## Exercice écrit 1
Recopiez toutes les lignes des enregistrements, consignes comprises, en déplaçant chaque point des réponses : ajoutez 128 à chacune de ses deux coordonnées.

## Texte fourni
---------------
L'AFFAIRE RICHARD LABEVIERE, REDACTEUR EN CHEF
Le 8 juillet
2008, Richard Labévière, rédacteur en chef à Radio France
Internationale (RFI), expert des questions proche et moyen-orientales,
auteur de plusieurs ouvrages traduits dans plusieurs langues sur ces
questions, réalise à Damas une interview exclusive du président syrien
Bachar al-Assad avant son voyage à Paris, pour RFI et TV5-Monde – deux
filiales de la holding Audiovisuel extérieur de la France (AEF) : dans
n’importe quel organe d’information, cette réussite journalistique
serait saluée par la direction. À RFI, il en va tout autrement :
l’affaire se transforme en « faute grave », passible de licenciement.
Celui-ci, escorté d’un étonnant bouquet de fautes de procédures, est
signifié au journaliste par Alain de Pouzilhac, PDG de l'AEF, le lundi
11 août. Sans que le Conseil de discipline se soit prononcé.
---------------
## Données de l'exercice
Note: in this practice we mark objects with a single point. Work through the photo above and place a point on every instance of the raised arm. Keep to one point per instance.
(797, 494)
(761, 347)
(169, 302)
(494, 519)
---------------
## Exercice écrit 2
D'après le texte fourni, qui a signifié son licenciement à Richard Labévière, et quel jour ?

## Réponse écrite 1
Note: in this practice we mark objects with a single point. Work through the photo above and place a point on every instance of the raised arm. Keep to one point per instance.
(925, 622)
(889, 475)
(297, 430)
(622, 647)

## Réponse écrite 2
Alain de Pouzilhac, PDG de l'AEF, le lundi 11 août.